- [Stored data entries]

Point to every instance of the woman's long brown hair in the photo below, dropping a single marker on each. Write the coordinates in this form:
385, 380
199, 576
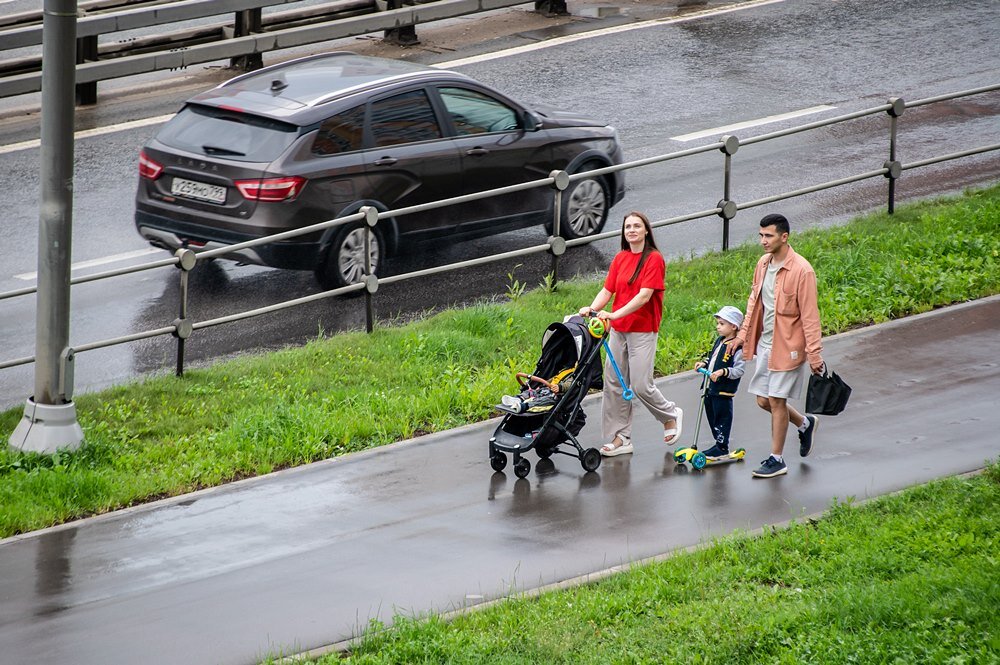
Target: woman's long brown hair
649, 245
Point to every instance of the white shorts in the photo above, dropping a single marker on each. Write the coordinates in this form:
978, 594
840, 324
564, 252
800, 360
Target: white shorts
788, 385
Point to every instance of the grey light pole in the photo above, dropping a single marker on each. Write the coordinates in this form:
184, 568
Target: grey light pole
49, 422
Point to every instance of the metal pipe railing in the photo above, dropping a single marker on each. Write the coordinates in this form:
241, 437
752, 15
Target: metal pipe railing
559, 181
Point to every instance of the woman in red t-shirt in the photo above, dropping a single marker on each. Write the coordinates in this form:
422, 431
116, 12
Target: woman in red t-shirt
635, 280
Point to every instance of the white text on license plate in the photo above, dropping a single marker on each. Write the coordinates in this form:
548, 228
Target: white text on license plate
198, 190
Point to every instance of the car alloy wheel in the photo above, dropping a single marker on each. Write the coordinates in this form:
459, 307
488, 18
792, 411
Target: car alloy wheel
351, 255
586, 208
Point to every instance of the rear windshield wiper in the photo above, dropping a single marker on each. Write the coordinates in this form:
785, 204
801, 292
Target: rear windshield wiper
215, 150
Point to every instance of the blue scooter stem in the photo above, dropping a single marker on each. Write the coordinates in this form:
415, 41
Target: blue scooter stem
627, 393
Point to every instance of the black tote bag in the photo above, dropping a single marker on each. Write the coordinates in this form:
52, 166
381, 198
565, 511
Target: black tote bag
827, 394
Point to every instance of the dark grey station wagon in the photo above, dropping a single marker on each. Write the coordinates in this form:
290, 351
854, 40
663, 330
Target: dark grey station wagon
319, 137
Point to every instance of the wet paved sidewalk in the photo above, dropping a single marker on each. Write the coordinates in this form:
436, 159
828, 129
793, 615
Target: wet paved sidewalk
304, 557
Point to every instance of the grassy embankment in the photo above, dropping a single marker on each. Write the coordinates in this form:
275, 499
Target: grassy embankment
168, 436
910, 578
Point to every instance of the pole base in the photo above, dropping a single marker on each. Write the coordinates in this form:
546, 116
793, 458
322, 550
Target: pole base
47, 428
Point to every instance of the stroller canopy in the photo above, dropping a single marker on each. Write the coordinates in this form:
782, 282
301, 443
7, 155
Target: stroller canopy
564, 345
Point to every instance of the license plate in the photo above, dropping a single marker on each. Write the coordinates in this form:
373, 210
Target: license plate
198, 190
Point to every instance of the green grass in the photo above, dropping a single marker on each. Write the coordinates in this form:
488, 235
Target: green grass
910, 578
167, 436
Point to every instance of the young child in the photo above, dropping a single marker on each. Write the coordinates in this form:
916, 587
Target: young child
725, 372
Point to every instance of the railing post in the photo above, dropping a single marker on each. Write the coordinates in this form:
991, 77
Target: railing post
401, 35
557, 244
371, 280
895, 169
247, 22
86, 51
182, 327
727, 207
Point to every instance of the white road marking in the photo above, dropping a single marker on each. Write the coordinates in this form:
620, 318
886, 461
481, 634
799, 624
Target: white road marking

- [Task requirements] The required answer is each line of the data in which the word "marking" appears.

- [Completed exercise]
Point to every instance of the white road marking in the photo above, dropping a single marker on each. Write the coordinates in this form:
Target: white road marking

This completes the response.